INSTRUCTIONS FOR THE TASK:
Check each statement against the patent claim below, then mark it yes or no and quote the exact words from the claim that settle it.
1. The semantic signature is produced by an autoencoder.
2. The autoencoder was derived through supervised learning.
3. Groups of the first aggregated semantic models are found through clustering.

SELECTED PASSAGE:
| CPC G06Q 10/067 (2013.01) [G06F 16/35 (2019.01); G06F 40/30 (2020.01)] | 17 Claims |

|
1. A method implemented on at least one machine including at least one processor, memory, and communication platform capable of connecting to a network for modeling an entity based on textual information, the method comprising:
obtaining information about an entity to be modeled;
searching textual information related to the entity, including a first plurality of documents related to at least one aspect of the entity;
adding, to each of some of the first plurality of documents, new content to generate augmented documents;
obtaining first aggregated semantic models for a second plurality of documents including the first plurality of documents and the augmented documents, wherein each of the first aggregated semantic models represents one of the second plurality of documents and includes a semantic feature vector and a semantic signature, wherein the semantic signature is generated by an autoencoder via a dimensionality reduction process to reduce a dimensionality of the semantic feature vector, and wherein the autoencoder is previously derived through unsupervised deep learning;
identifying, via clustering based on the first aggregated semantic models, one or more groups of the first aggregated semantic models, wherein each of the one or more groups includes a set of first aggregated semantic models representing semantics of the second plurality of documents;
obtaining each of one or more second aggregated semantic models for each of one or more first pseudo documents by combining each of the one or more groups of the first aggregated semantic models;
deriving, via machine learning, a third aggregated semantic model of a second pseudo document by combining the one or more second aggregated semantic models or by combing at least one of the one or more second aggregated semantic models and at least one of the first aggregated semantic models, to represent each of the at least one aspect of the entity, yielding one or more third aggregated semantic models, wherein each of the third aggregated semantic models for an aspect of the entity comprises an aggregated semantic feature vector and an aggregated semantic signature for characterizing the aspect of the entity; and
identifying, based on similarity of aggregated semantic signatures among the entity and other entities, one or more of the other entities, wherein each of the one or more other entities has at least one aspect that is characterized by the corresponding aggregated semantic signature and is similar to any of the at least one aspect of the entity.
|

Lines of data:

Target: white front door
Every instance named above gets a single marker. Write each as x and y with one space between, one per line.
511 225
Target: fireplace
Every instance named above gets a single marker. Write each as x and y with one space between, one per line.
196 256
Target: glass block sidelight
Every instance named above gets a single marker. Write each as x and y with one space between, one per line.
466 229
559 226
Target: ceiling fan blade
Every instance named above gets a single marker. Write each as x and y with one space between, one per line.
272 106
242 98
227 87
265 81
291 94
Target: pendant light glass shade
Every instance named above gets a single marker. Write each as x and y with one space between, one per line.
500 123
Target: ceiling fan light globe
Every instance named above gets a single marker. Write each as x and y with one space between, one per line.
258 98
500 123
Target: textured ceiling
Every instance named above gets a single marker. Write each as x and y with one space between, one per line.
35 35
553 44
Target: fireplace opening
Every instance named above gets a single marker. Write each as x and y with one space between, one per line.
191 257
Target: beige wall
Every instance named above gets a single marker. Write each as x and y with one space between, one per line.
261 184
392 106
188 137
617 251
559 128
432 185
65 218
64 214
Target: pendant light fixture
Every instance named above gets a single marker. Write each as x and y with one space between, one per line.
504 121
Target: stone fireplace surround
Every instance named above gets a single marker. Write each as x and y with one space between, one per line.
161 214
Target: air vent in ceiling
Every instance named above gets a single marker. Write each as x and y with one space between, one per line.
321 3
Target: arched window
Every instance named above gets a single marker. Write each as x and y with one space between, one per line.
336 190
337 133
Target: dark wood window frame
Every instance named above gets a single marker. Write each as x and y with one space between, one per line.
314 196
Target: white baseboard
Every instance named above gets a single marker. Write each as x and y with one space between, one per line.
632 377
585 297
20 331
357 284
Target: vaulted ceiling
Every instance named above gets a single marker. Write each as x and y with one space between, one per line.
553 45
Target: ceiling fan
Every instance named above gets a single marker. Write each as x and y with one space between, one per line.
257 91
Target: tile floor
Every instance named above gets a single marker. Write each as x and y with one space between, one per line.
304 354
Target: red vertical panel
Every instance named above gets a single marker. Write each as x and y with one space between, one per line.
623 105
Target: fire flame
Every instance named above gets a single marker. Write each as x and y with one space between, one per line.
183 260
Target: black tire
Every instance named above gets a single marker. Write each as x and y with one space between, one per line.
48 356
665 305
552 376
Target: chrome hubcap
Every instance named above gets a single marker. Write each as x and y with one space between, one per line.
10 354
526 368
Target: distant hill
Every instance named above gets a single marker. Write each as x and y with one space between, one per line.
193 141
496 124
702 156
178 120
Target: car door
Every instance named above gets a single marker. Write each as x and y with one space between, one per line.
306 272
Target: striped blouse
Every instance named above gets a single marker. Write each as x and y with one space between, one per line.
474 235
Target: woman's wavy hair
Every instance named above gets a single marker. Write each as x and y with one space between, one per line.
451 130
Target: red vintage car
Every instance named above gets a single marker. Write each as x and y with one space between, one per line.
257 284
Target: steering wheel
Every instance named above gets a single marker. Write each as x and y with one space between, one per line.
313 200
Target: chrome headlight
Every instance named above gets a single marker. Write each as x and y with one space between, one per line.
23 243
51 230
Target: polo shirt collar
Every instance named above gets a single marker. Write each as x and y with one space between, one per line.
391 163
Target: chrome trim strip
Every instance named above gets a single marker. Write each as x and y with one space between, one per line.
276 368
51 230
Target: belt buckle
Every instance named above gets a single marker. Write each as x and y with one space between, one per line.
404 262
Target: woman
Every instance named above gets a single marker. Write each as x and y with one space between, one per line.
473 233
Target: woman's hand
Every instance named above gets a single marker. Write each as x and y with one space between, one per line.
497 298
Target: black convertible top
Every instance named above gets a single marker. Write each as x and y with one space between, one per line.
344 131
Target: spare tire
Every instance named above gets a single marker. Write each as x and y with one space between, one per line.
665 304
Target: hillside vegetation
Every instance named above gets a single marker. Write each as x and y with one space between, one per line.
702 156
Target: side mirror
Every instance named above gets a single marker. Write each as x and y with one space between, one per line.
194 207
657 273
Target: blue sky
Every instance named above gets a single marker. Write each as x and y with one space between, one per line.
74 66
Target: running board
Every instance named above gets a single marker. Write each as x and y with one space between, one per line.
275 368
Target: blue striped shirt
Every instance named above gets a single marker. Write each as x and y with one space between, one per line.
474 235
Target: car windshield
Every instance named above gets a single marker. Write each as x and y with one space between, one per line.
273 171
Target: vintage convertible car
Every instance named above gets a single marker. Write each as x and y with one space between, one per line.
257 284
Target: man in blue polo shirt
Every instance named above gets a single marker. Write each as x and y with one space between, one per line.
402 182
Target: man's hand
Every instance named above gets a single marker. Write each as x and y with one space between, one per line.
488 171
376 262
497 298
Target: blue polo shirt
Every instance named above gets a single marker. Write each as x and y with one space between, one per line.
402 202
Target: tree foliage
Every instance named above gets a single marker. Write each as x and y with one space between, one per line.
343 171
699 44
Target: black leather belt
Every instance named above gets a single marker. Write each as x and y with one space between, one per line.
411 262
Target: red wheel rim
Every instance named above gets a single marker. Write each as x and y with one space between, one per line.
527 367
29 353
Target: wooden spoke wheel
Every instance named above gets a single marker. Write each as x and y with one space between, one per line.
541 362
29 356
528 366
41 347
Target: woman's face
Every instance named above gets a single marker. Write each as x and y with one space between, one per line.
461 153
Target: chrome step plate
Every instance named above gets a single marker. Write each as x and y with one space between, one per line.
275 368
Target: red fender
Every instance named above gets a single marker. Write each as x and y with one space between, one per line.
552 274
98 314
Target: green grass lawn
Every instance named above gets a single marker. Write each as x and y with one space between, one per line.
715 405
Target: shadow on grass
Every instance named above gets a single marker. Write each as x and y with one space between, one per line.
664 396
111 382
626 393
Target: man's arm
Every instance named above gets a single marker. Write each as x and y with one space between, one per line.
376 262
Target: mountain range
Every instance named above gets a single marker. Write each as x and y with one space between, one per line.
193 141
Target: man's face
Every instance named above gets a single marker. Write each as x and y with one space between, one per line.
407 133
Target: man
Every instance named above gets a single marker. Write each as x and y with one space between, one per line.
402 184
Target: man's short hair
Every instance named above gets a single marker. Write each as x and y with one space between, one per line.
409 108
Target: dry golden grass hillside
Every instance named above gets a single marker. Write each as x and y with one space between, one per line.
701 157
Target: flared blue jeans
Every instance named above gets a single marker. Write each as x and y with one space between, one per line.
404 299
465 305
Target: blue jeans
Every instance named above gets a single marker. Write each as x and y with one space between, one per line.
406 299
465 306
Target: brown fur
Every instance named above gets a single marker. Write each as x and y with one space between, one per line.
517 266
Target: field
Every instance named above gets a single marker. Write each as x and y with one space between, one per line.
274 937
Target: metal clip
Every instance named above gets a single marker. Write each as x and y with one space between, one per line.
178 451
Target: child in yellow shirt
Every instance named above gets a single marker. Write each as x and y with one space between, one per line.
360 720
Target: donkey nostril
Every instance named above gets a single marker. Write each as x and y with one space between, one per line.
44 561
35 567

RESPONSE:
1. Yes: "the semantic signature is generated by an autoencoder via a dimensionality reduction process"
2. No: "the autoencoder is previously derived through unsupervised deep learning"
3. Yes: "identifying, via clustering based on the first aggregated semantic models, one or more groups of the first aggregated semantic models"